Bir karikatür dehası: David Levine

İzel ROZENTAL Köşe Yazısı
6 Ocak 2010 Çarşamba

Uzun yaşamanın sırlarından biri de karikatür çizmek olsa gerek!  Geçtiğimiz yıllarda karikatür dünyası peş peşe gelen ölüm haberleriyle üzülmüştü. Saul Steinberg, Mose, Bill Mauldin, André François gibi yirminci yüzyıla damgasını vurmuş karikatürcüler, seksenli yaşlarının ortalarında dünyamıza veda etmişlerdi. Hatta bunlardan All Hirschfeld, öldüğünde tam 99 yaşındaydı...

Yılın son günü gelen bir haber listemizi biraz daha kabarttı: Karikatür dünyasının usta kalemlerinden David Levine, 83 yaşında dünyamızdan göç etti. O David Levine ki, portre karikatürünün gazete sayfalarına taşınmasına öncülük etmiş, Amerika’da sayısız karikatürcü tarafından taklit edilmiş, çizdiklerinden ödün vermemek adına en büyük günlük gazetelerde yer almaktan feragat etmiş, Amerika’nın neredeyse tüm siyasi  şahsiyetlerine kafa tutmuş, bildiğini söylemekten (çizmekten) kaçınmamış büyük usta, prostat kanserine yenik düştü.

1926 yılında Brooklyn’de komünist eğilimli Yahudi bir ailenin çocuğu  olarak dünyaya gelen Levine, çocukluğunda çizgi romanlardan mahrum olarak büyümüş. Meğer ailesi bu tür yayınların ‘faşizan basın’ın icadı olduğuna inanırmış. Buna rağmen oğullarını ünlü çizgi romancı Will Eisner’in etkisinde kalmaktan kurtaramamışlar! Philadelphia’daki Tyler School of Art’ta sanat eğitimi alan Levine, o yıllarda karikatür sanatını küçümsediğini ve karikatür sanatının babası addedilen Daumier’in, Rönesans sanatçılarıyla kıyaslanamayacağını düşünürmüş. Ona göre karikatür, resmin abartılı bir şekilde deforme edilmesiydi ve sanatla ilgisi yoktu. Ne ki, ilerleyen yıllarda Puvis de Chavannes’ın fantazmagorik resimleri ve de Manet’nin bir karikatürü bu düşüncesini temelden değiştirecek, karikatür sanatının daha 19.yüzyıldaki varlığını ve etkisini kabul edecekti.

[Kaynak veriler]
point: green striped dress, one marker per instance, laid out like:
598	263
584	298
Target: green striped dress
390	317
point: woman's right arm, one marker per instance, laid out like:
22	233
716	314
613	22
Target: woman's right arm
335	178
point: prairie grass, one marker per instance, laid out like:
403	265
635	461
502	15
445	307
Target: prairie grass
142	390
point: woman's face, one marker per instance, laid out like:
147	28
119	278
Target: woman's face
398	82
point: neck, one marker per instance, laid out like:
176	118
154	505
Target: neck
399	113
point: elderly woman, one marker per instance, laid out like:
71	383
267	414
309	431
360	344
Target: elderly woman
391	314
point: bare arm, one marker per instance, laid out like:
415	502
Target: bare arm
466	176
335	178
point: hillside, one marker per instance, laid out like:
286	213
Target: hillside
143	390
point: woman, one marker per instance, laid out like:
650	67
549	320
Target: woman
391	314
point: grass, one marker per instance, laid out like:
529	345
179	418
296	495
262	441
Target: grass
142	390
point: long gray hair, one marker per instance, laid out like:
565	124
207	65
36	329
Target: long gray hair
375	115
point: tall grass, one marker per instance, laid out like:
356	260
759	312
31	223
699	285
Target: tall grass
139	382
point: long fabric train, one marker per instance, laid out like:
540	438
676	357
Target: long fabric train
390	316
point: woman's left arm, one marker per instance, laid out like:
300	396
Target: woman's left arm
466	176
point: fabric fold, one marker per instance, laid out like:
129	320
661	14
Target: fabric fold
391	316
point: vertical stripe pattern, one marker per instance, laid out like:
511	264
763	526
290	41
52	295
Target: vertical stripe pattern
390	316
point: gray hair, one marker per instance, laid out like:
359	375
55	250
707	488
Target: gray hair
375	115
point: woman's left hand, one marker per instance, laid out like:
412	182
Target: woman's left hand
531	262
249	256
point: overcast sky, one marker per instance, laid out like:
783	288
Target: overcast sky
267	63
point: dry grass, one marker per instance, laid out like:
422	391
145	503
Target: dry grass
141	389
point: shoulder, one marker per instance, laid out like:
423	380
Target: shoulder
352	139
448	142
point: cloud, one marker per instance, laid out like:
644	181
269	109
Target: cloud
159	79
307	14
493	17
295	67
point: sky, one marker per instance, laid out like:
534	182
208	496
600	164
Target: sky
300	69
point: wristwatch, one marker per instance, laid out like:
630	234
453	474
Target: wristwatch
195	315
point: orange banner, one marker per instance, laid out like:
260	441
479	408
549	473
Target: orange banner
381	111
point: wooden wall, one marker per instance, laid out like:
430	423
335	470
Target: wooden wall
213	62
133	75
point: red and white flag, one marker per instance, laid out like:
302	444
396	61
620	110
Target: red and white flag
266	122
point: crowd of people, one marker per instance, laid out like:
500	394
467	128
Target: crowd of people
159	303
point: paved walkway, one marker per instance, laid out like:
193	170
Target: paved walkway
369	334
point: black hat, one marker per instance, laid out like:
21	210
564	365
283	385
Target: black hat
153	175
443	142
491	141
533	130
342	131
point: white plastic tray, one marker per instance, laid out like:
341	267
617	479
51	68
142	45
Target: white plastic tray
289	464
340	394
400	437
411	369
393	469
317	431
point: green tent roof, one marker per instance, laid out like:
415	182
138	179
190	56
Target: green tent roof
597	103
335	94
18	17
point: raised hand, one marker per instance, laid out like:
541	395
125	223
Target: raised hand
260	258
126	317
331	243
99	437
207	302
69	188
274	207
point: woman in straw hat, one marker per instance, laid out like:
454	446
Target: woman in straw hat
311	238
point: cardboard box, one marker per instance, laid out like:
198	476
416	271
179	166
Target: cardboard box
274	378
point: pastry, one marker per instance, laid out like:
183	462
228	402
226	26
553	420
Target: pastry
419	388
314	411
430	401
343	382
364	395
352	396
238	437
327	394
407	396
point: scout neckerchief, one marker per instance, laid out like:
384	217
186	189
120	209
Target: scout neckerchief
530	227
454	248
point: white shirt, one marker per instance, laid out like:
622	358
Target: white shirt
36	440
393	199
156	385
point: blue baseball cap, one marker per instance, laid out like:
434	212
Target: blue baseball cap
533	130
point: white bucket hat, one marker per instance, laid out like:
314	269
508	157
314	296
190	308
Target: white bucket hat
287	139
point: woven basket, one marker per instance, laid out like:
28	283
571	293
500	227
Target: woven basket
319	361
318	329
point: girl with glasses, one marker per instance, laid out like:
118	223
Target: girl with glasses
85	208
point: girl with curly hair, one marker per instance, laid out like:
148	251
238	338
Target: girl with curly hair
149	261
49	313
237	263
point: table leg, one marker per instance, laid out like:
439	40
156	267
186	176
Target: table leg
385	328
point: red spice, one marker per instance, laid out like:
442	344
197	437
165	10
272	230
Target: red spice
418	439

- [Kısa görev]: David Levine hakkındaki yazının "İzel ROZENTAL Köşe" ifadesiyle başlayıp "tam 99 yaşındaydı..." ifadesiyle biten bölümünü hiç değiştirmeden yeniden yazın. Kayıtların metinle hiçbir ilgisi yoktur.

- [Çözüm]:
İzel ROZENTAL Köşe Yazısı
6 Ocak 2010 Çarşamba

Uzun yaşamanın sırlarından biri de karikatür çizmek olsa gerek!  Geçtiğimiz yıllarda karikatür dünyası peş peşe gelen ölüm haberleriyle üzülmüştü. Saul Steinberg, Mose, Bill Mauldin, André François gibi yirminci yüzyıla damgasını vurmuş karikatürcüler, seksenli yaşlarının ortalarında dünyamıza veda etmişlerdi. Hatta bunlardan All Hirschfeld, öldüğünde tam 99 yaşındaydı...